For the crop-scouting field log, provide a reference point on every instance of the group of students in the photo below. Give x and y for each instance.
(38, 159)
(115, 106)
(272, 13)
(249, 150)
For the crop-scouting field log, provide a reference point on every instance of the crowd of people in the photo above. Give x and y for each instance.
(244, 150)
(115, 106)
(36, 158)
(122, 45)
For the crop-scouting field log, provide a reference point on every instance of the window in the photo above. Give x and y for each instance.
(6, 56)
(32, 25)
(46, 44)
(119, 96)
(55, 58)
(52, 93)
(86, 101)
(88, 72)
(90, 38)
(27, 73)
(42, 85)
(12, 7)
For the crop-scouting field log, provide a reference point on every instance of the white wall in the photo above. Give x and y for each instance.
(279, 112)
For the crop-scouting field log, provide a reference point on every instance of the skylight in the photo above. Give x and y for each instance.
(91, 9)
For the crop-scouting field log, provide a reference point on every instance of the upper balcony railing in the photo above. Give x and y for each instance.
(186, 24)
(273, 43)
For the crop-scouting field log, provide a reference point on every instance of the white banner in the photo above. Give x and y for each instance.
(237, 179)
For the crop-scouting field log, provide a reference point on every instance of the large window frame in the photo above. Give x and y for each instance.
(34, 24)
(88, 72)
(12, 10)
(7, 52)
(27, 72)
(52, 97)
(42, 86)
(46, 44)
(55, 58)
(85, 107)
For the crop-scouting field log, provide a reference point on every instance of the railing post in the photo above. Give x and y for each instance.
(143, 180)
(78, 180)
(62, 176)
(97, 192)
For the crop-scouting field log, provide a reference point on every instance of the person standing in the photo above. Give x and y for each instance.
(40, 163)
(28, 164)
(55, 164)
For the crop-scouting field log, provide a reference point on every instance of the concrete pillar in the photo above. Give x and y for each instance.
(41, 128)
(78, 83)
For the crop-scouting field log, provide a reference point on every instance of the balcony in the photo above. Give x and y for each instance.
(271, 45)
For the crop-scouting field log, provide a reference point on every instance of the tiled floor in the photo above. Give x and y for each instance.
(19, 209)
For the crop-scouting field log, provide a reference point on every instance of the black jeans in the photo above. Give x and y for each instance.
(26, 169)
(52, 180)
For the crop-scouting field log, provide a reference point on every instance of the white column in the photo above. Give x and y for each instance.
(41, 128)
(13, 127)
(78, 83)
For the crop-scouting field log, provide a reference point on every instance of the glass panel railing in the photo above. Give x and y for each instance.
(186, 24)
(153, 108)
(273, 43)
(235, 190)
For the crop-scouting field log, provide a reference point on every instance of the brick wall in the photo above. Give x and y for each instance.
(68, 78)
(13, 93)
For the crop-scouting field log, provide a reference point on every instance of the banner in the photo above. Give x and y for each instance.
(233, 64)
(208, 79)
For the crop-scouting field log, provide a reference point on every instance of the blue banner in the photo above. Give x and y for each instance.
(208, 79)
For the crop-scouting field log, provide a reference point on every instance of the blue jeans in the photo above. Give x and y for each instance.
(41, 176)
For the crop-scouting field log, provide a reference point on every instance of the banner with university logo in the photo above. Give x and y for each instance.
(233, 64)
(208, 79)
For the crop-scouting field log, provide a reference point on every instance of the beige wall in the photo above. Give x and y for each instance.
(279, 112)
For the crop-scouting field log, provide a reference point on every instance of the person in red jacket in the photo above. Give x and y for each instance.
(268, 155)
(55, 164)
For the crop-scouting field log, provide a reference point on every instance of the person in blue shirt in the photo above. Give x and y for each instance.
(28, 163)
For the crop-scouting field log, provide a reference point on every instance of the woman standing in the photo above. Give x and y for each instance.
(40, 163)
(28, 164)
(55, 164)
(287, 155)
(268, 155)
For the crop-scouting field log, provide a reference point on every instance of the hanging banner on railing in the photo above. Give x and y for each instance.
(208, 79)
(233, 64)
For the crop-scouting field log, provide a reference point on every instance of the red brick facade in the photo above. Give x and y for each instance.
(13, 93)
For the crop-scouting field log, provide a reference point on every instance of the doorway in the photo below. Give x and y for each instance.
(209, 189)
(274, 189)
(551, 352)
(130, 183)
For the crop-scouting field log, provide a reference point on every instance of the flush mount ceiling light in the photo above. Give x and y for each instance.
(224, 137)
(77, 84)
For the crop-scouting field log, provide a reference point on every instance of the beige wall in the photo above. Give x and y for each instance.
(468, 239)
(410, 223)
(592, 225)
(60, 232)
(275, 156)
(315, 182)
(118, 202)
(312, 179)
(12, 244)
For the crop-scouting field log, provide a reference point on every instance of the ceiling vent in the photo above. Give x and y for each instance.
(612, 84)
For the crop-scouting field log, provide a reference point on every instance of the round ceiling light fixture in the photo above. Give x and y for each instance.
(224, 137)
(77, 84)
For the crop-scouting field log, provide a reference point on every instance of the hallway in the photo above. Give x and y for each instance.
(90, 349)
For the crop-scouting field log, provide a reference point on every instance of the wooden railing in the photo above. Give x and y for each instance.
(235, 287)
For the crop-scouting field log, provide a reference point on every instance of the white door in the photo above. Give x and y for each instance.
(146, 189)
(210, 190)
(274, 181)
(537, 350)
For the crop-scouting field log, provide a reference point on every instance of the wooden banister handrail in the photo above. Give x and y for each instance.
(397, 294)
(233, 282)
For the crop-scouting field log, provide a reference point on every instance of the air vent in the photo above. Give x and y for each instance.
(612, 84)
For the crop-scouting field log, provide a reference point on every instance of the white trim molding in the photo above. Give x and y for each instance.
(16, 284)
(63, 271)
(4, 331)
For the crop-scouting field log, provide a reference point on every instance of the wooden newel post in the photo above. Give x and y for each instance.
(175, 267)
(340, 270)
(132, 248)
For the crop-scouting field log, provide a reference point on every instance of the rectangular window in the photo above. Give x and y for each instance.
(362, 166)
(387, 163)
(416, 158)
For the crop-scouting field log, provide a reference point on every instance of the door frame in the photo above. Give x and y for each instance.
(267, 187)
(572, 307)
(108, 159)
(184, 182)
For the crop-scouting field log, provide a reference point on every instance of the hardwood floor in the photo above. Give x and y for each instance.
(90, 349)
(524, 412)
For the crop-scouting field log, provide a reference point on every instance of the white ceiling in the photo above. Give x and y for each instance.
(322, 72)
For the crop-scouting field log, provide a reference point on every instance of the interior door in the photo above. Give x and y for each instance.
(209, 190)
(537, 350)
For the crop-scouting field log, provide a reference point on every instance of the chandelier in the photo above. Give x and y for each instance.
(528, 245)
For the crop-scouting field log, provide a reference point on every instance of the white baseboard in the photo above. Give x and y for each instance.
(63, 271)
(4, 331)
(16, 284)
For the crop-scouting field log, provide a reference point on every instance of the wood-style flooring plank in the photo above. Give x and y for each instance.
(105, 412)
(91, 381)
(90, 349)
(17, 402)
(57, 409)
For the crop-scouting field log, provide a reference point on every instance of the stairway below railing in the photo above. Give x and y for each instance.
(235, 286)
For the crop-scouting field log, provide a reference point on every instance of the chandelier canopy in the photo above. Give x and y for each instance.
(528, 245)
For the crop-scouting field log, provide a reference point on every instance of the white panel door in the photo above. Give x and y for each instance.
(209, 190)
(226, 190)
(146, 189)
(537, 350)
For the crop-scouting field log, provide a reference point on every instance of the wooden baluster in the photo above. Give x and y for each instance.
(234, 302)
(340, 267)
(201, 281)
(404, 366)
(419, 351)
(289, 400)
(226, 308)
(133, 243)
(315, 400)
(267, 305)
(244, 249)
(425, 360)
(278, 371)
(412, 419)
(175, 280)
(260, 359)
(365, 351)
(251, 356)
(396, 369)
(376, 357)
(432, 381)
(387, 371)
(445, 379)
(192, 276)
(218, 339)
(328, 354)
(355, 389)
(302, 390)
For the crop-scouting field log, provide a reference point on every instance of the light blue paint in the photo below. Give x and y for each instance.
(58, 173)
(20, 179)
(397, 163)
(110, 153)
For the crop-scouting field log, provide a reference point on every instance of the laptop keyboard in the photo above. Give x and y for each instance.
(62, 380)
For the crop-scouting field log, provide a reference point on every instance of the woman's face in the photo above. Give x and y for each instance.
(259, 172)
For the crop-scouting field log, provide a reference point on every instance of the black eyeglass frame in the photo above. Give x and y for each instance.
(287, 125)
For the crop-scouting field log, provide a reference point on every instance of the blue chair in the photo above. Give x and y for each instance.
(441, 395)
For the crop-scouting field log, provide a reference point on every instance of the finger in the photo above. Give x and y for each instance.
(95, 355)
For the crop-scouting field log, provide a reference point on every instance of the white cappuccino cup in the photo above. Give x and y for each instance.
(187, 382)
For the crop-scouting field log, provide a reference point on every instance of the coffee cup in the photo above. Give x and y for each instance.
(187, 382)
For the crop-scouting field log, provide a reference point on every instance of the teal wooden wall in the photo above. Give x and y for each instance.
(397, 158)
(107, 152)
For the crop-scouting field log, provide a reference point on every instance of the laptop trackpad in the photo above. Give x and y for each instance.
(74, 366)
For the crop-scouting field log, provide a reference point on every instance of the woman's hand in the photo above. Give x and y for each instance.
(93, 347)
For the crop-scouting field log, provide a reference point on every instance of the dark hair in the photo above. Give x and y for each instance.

Exercise prompt - Rewrite the material above as a JSON list of strings, one string per line and no blank lines, from the line with "the laptop trackpad" through the end of the material.

Complete response -
[
  "For the crop-scouting field log, provide a reference point on every instance of the laptop trackpad in the photo above. Give x and y for each instance.",
  "(74, 366)",
  "For the crop-scouting field log, provide a reference point on every instance of the woman's hand in the photo above. Give x and y for each instance.",
  "(93, 347)",
  "For the crop-scouting field log, provide a reference point on every instance of the dark hair in the photo above. Give x and y for each instance."
]